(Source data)
--
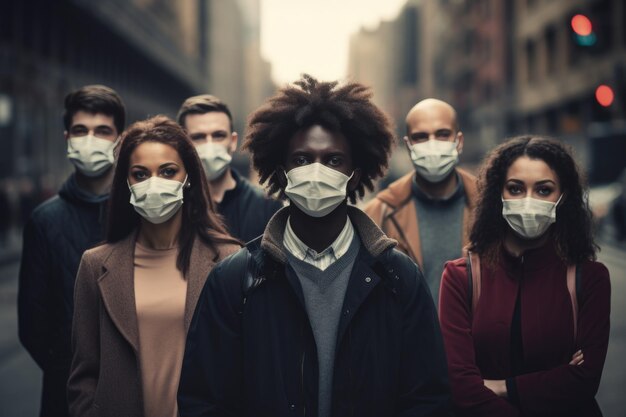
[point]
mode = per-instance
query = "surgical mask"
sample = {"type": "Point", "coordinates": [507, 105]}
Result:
{"type": "Point", "coordinates": [215, 159]}
{"type": "Point", "coordinates": [316, 189]}
{"type": "Point", "coordinates": [92, 156]}
{"type": "Point", "coordinates": [157, 199]}
{"type": "Point", "coordinates": [529, 217]}
{"type": "Point", "coordinates": [434, 159]}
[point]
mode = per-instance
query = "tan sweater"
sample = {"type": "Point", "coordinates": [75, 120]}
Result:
{"type": "Point", "coordinates": [160, 292]}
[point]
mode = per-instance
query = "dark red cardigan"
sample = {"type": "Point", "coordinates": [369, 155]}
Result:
{"type": "Point", "coordinates": [480, 348]}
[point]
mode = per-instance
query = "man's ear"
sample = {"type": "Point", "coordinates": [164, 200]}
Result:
{"type": "Point", "coordinates": [281, 176]}
{"type": "Point", "coordinates": [232, 147]}
{"type": "Point", "coordinates": [354, 181]}
{"type": "Point", "coordinates": [459, 146]}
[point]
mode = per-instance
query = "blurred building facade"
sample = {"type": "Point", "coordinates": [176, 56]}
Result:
{"type": "Point", "coordinates": [154, 53]}
{"type": "Point", "coordinates": [508, 67]}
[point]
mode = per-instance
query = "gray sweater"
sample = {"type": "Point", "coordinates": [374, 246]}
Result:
{"type": "Point", "coordinates": [324, 292]}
--
### BRIEF
Would you return the data above exactly as written, minus the images?

### ANSWER TO THIS TASK
[point]
mode = per-instance
query = "surgical mask"
sample = {"type": "Point", "coordinates": [507, 105]}
Result:
{"type": "Point", "coordinates": [215, 159]}
{"type": "Point", "coordinates": [316, 189]}
{"type": "Point", "coordinates": [92, 156]}
{"type": "Point", "coordinates": [157, 199]}
{"type": "Point", "coordinates": [529, 217]}
{"type": "Point", "coordinates": [434, 159]}
[point]
mode = per-instance
query = "tan sweater"
sample = {"type": "Point", "coordinates": [75, 120]}
Result:
{"type": "Point", "coordinates": [160, 292]}
[point]
mode = per-instance
query = "dark red cardigan"
sample = {"type": "Point", "coordinates": [369, 155]}
Result:
{"type": "Point", "coordinates": [480, 348]}
[point]
mode = per-instance
query = "man's ear"
sample = {"type": "Point", "coordinates": [164, 200]}
Result:
{"type": "Point", "coordinates": [281, 176]}
{"type": "Point", "coordinates": [232, 147]}
{"type": "Point", "coordinates": [354, 181]}
{"type": "Point", "coordinates": [459, 146]}
[point]
mode = per-instance
query = "blurred building facade"
sample = {"type": "Point", "coordinates": [176, 56]}
Result:
{"type": "Point", "coordinates": [154, 53]}
{"type": "Point", "coordinates": [508, 67]}
[point]
mode = per-instance
query = "gray sweater"
sample = {"type": "Point", "coordinates": [374, 246]}
Result:
{"type": "Point", "coordinates": [324, 292]}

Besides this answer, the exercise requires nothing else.